DIRECTIONS FOR THIS TASK
All of the entries below are to be retyped exactly.

EXTRACTED RECORDS
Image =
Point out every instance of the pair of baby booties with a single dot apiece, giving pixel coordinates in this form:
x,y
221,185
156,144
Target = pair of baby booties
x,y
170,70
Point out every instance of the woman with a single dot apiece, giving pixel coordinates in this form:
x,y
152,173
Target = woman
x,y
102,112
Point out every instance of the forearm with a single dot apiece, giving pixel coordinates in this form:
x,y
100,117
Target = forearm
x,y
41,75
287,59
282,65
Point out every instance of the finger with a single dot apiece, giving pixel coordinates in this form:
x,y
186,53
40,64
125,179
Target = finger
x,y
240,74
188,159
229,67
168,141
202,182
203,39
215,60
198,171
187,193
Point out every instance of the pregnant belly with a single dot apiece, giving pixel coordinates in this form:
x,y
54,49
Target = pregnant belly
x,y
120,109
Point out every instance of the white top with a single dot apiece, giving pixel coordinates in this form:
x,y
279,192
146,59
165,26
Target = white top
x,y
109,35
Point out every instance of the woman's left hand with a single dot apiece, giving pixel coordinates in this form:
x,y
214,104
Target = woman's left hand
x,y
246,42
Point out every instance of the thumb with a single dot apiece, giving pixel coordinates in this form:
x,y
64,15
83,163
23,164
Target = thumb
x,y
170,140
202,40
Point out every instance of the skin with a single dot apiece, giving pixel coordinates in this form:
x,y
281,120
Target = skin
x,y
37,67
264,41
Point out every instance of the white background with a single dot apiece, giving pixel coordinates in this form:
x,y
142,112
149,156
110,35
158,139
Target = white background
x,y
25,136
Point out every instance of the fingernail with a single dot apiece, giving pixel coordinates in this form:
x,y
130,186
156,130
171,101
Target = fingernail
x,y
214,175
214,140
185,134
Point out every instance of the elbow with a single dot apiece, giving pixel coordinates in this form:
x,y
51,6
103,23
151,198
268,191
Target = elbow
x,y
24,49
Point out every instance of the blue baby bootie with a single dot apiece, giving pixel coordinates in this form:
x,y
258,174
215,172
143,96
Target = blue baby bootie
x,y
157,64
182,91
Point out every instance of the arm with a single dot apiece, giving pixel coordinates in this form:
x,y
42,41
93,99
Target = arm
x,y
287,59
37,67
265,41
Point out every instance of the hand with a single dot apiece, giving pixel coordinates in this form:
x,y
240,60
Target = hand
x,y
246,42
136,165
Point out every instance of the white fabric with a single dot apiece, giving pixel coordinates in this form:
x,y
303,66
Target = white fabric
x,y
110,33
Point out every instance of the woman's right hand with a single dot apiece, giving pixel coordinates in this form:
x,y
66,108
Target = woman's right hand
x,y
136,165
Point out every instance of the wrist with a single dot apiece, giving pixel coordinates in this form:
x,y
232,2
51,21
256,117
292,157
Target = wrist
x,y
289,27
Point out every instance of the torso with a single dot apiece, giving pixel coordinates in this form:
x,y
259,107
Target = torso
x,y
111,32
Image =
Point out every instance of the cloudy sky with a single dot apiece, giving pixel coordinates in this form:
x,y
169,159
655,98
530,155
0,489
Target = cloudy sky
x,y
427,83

SOLUTION TO THE PROBLEM
Image =
Point out every instance of the pair of baby booties with a single dot apiece, giving pixel coordinates in this form:
x,y
221,185
156,144
Target = pair of baby booties
x,y
170,70
Point out every instance of the woman with a single dot apiece, giving pixel coordinates in this form:
x,y
152,173
Target = woman
x,y
102,112
Point out every instance of the forearm with a single dot apiece, giving pixel coordinates in this form:
x,y
100,117
Target = forearm
x,y
41,75
287,59
282,65
Point out every instance of the finger with a single dot apiece, giving pixel coordinates in this form:
x,y
186,53
40,64
125,179
Target = finger
x,y
240,74
188,159
229,67
168,141
202,182
203,39
215,60
198,171
187,193
Point out every instance of the pregnant belly with a single dot apiece, giving pixel coordinates in this form:
x,y
54,49
Target = pregnant belly
x,y
120,109
Point out every instance of the white top with a single dot apiece, giving pixel coordinates in this form:
x,y
279,192
146,59
165,26
Target = white top
x,y
109,35
Point out every instance of the woman's left hand with a single dot apiece, giving pixel coordinates in this form:
x,y
214,104
Target = woman's left hand
x,y
246,42
Point out every instance of the thumb with a single dot apiece, giving pixel coordinates in this form:
x,y
64,15
83,163
23,164
Target = thumb
x,y
170,140
202,40
Point out every instance of the skin with a single dot apiece, giving pixel coordinates in this form:
x,y
281,120
Target = skin
x,y
37,67
264,41
Point out every instance of the white background with a single dot apiece, giving pixel coordinates in this form:
x,y
142,112
149,156
110,35
158,139
Target = white background
x,y
25,136
Point out every instance of the fingernail with a single dot apiece, giving pixel coordinates in this form:
x,y
130,186
156,130
171,101
Target = fingernail
x,y
214,175
214,140
185,134
Point out every instance of the elbow with a single dot apiece, giving pixel coordinates in this form:
x,y
51,6
103,23
151,198
268,191
Target = elbow
x,y
24,49
Point out every instance of the blue baby bootie with a single dot apiece, giving pixel coordinates in this form:
x,y
258,174
215,172
143,96
Target = blue baby bootie
x,y
157,64
182,91
Point out every instance of the arm with a single dot apiece, giving pixel coordinates in this form:
x,y
42,41
93,99
Target = arm
x,y
287,59
37,67
265,41
Point out every instance of the hand with a single dot apiece, giving pixel coordinates in this form:
x,y
240,60
Target = hand
x,y
246,42
136,165
Point out every instance of the white fabric with a single dot apiece, giving pixel coordinates in this form:
x,y
303,66
Target = white fabric
x,y
110,33
Point out every instance of the woman's right hand with a single dot apiece, giving pixel coordinates in this form:
x,y
66,108
Target = woman's right hand
x,y
136,165
Point out every instance of the wrist with a single dot apiece, giving pixel coordinates in this form:
x,y
232,2
51,21
256,117
292,157
Target = wrist
x,y
289,27
Point out every instance of the torso with a single dot apiece, giving pixel coordinates in this form:
x,y
259,107
Target = torso
x,y
111,32
Image =
Point out every instance of the cloudy sky with a single dot apiece, giving pixel coordinates in this form:
x,y
169,159
655,98
530,155
0,489
Target = cloudy sky
x,y
427,83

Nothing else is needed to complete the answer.